STATED TASK ▸ Convert the material from its first line through the line holding "[107, 15, 358, 298]", inclusive, into a Markdown table with the columns Row and Text: one numbered row per line, blank lines omitted.

-- begin THE DATA --

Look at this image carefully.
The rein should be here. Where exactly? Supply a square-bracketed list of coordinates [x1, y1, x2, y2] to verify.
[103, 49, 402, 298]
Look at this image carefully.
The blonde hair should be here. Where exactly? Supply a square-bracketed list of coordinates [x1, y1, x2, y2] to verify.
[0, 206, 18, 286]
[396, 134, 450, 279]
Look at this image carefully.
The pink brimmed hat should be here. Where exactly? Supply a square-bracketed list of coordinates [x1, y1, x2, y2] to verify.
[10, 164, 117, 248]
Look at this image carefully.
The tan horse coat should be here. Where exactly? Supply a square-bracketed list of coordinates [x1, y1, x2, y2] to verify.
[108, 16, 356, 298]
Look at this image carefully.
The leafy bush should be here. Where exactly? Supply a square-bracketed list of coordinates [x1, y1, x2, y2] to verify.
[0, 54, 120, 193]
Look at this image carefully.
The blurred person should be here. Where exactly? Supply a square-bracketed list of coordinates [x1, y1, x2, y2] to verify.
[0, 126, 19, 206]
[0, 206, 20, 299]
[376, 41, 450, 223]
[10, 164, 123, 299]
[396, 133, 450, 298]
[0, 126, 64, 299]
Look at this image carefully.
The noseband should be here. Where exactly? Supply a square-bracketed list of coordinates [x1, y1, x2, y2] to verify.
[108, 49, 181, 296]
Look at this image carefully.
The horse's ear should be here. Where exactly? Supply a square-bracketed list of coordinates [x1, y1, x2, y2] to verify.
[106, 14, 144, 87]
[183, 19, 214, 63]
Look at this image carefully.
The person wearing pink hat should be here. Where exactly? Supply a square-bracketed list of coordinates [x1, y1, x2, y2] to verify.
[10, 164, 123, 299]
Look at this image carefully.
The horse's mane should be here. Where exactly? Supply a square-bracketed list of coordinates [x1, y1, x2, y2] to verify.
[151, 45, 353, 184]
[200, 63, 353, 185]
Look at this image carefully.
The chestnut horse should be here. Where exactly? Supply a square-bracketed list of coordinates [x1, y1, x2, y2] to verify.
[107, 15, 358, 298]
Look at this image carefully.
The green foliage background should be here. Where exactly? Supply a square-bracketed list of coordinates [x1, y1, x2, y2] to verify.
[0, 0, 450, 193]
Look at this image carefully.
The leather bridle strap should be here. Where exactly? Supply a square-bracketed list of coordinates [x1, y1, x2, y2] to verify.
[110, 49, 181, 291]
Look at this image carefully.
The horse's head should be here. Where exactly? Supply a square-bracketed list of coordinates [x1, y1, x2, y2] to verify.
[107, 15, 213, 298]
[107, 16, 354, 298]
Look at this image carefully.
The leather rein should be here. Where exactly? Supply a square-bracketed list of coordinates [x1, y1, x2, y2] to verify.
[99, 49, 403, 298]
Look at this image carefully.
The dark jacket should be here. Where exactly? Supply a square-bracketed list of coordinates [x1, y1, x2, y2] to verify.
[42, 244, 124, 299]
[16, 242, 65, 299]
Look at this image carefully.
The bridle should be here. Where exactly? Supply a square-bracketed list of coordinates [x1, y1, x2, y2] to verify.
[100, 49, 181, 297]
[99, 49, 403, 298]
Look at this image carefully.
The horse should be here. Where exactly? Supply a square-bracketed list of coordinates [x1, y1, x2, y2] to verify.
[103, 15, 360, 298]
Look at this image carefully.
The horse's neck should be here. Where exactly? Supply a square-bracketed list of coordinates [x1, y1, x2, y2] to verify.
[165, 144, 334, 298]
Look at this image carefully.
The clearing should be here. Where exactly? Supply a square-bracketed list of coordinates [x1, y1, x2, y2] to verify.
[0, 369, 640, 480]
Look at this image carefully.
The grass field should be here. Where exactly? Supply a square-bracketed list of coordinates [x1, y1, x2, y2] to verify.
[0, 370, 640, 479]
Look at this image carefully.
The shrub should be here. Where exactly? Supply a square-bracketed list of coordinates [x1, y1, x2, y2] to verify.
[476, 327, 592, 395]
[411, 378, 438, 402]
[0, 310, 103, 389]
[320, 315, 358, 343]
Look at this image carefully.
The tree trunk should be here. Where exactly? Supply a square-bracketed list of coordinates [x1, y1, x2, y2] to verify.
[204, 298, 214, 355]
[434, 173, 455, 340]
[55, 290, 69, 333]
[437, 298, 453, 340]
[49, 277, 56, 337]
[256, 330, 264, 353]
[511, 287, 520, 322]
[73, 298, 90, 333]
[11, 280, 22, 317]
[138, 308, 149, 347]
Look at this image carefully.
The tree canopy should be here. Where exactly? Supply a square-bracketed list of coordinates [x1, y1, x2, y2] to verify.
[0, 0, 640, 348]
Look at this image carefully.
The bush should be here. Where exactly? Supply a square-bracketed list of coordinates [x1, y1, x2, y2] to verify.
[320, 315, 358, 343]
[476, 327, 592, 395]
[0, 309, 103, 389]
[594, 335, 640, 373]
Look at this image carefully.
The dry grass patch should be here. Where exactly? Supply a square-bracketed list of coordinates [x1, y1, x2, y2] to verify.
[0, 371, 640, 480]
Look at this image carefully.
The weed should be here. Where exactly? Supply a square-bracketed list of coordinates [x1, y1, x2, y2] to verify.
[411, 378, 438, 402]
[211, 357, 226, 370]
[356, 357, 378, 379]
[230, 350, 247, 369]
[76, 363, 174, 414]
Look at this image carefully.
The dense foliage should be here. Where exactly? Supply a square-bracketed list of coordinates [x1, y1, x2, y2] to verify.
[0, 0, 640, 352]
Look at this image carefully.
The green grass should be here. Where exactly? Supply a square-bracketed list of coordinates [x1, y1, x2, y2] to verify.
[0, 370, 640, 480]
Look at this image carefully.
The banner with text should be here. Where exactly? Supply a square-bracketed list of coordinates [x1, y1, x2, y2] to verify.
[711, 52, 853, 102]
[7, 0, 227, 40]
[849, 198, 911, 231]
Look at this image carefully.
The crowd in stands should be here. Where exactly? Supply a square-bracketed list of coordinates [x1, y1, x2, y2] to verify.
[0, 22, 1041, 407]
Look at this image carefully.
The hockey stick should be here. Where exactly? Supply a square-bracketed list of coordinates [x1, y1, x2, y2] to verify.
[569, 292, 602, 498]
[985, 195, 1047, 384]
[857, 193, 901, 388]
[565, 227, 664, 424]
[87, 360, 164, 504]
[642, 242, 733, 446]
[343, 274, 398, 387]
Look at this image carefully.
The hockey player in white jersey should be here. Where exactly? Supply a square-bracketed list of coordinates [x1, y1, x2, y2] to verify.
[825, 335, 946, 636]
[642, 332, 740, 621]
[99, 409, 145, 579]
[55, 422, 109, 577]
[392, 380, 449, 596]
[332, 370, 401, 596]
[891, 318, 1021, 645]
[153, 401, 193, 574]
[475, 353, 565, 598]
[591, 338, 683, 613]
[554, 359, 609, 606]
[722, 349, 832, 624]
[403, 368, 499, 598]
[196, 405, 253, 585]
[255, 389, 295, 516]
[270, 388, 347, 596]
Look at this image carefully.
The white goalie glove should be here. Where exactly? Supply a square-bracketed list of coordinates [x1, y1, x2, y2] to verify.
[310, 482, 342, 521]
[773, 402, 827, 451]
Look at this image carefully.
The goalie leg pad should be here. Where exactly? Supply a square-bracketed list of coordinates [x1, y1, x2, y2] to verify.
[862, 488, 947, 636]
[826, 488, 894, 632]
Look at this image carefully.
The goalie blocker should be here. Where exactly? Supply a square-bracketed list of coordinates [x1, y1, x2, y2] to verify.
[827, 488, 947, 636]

-- end THE DATA --

SOLVED EXERCISE ▸
| Row | Text |
|---|---|
| 1 | Look at this image carefully. |
| 2 | The rein should be here. Where exactly? Supply a square-bracketed list of coordinates [x1, y1, x2, y2] to verify. |
| 3 | [103, 49, 402, 298] |
| 4 | Look at this image carefully. |
| 5 | The blonde hair should be here. Where exactly? Supply a square-bracketed list of coordinates [x1, y1, x2, y2] to verify. |
| 6 | [0, 206, 18, 286] |
| 7 | [396, 134, 450, 279] |
| 8 | Look at this image carefully. |
| 9 | The pink brimmed hat should be here. Where exactly? Supply a square-bracketed list of coordinates [x1, y1, x2, y2] to verify. |
| 10 | [10, 164, 117, 248] |
| 11 | Look at this image carefully. |
| 12 | The tan horse coat should be here. Where exactly? Supply a square-bracketed list of coordinates [x1, y1, x2, y2] to verify. |
| 13 | [108, 16, 356, 298] |
| 14 | Look at this image carefully. |
| 15 | The leafy bush should be here. Where exactly? Supply a square-bracketed list of coordinates [x1, y1, x2, y2] to verify. |
| 16 | [0, 54, 120, 193] |
| 17 | Look at this image carefully. |
| 18 | The blurred person should be here. Where exactly? Supply a square-bracketed list of coordinates [x1, y1, x2, y2] to verify. |
| 19 | [0, 126, 19, 206] |
| 20 | [0, 206, 20, 299] |
| 21 | [376, 41, 450, 223] |
| 22 | [10, 164, 123, 299] |
| 23 | [396, 133, 450, 298] |
| 24 | [0, 126, 64, 299] |
| 25 | Look at this image carefully. |
| 26 | The noseband should be here. Where exactly? Supply a square-bracketed list of coordinates [x1, y1, x2, y2] to verify. |
| 27 | [108, 49, 181, 296] |
| 28 | Look at this image carefully. |
| 29 | The horse's ear should be here. Where exactly? Supply a square-bracketed list of coordinates [x1, y1, x2, y2] to verify. |
| 30 | [106, 14, 144, 87] |
| 31 | [183, 19, 214, 63] |
| 32 | Look at this image carefully. |
| 33 | The person wearing pink hat should be here. Where exactly? Supply a square-bracketed list of coordinates [x1, y1, x2, y2] to verify. |
| 34 | [10, 164, 123, 299] |
| 35 | Look at this image carefully. |
| 36 | The horse's mane should be here. Where exactly? Supply a square-bracketed list of coordinates [x1, y1, x2, y2] to verify. |
| 37 | [151, 45, 353, 184] |
| 38 | [200, 63, 353, 185] |
| 39 | Look at this image carefully. |
| 40 | The chestnut horse should be here. Where exactly? Supply a square-bracketed list of coordinates [x1, y1, x2, y2] to verify. |
| 41 | [107, 15, 358, 298] |